### What the task requires
The expected output is each line below containing "image", copied in full.

### Information supplied
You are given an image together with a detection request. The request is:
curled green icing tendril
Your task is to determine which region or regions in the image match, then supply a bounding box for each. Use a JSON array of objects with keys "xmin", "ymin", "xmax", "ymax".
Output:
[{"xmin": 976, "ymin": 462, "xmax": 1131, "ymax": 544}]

### Solution to this problem
You are given an image together with a detection request. The request is:
Your task is to determine which region or regions in the image match, then supply a bounding box for each. Use a JSON array of objects with keys "xmin", "ymin", "xmax", "ymax".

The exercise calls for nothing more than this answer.